Stored records
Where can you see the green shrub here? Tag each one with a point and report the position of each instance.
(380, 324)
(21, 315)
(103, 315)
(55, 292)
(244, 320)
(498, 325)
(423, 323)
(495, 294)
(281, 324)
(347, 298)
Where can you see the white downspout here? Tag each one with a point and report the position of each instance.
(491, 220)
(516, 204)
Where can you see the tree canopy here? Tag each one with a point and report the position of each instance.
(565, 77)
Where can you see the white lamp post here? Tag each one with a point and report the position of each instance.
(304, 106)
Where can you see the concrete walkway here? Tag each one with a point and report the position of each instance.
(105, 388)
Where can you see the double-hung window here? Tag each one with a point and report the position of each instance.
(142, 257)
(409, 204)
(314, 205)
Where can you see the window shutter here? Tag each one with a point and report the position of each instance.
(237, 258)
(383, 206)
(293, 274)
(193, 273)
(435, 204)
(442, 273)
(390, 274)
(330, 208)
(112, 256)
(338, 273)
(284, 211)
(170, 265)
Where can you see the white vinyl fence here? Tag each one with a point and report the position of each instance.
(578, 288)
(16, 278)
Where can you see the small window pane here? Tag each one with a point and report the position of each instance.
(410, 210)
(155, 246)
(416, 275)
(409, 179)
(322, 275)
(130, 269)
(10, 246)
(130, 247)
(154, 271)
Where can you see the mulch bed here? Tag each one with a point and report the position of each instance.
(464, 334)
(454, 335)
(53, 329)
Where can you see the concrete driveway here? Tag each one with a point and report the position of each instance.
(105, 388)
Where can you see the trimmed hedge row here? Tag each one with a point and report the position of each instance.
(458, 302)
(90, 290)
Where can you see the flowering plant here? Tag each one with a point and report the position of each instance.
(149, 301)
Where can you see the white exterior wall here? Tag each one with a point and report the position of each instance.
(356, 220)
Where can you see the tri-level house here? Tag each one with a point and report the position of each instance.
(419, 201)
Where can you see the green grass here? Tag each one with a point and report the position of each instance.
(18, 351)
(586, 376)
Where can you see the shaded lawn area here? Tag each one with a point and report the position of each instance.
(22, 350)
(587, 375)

Instruction.
All of the entries should be written out again exactly.

Reply to the exercise.
Where can you see the green shrub here? Tag each one with a point and report the position of each instance.
(380, 324)
(21, 315)
(103, 315)
(55, 292)
(244, 320)
(498, 325)
(423, 323)
(495, 294)
(281, 324)
(347, 298)
Where can you see the white downspout here? Tag each one with a point and report the position of each instance.
(491, 220)
(516, 204)
Where can you see the tree canopy here? Tag each one with a point and report the position of each instance.
(565, 77)
Where can you see the white lamp post here? Tag each one with a point and report the position of each instance.
(304, 106)
Where can you see the concrete walkway here? Tag each one with a point and report the position of each instance.
(105, 388)
Where can you see the double-hung window here? Tag each one with a point and report the position of each instance.
(142, 257)
(409, 204)
(314, 205)
Where can you see the window shutter here? Tag each one with a point and report the position of each instance.
(237, 258)
(383, 206)
(293, 274)
(193, 273)
(435, 204)
(442, 273)
(390, 274)
(330, 208)
(112, 256)
(338, 273)
(284, 211)
(170, 265)
Where can you see the white vinyl fence here? Tag each one with a point and report the position of each instance.
(578, 288)
(16, 278)
Where can you see the small window pane here? Tag each one with a point and report the position of each instance.
(410, 210)
(155, 246)
(416, 275)
(409, 179)
(322, 275)
(130, 269)
(10, 246)
(130, 247)
(154, 271)
Where can you see the mulch bed here? Tag each one with a point and report the position of each instance.
(464, 334)
(454, 335)
(53, 329)
Where can you see the concrete driveway here? Tag each one with a point and report the position of each instance.
(105, 388)
Where can you see the trimmed hedge row here? Tag each one with a point and report the position of each instance.
(458, 302)
(90, 290)
Where can you see the flowering plant here? Tag each one with a point and report the position of each instance.
(149, 301)
Where can you see the white exterior wall here? Tag each one with a point and report the position of each instance.
(356, 220)
Where can you see the tri-level house here? Tag each one with a point and report the position of each instance.
(419, 201)
Where can you see the green grass here? Tag each one with a point and report the position of each instance.
(18, 351)
(586, 376)
Where can you see the shaded lawn area here? Tag each one with a point and report the position of each instance.
(22, 350)
(587, 375)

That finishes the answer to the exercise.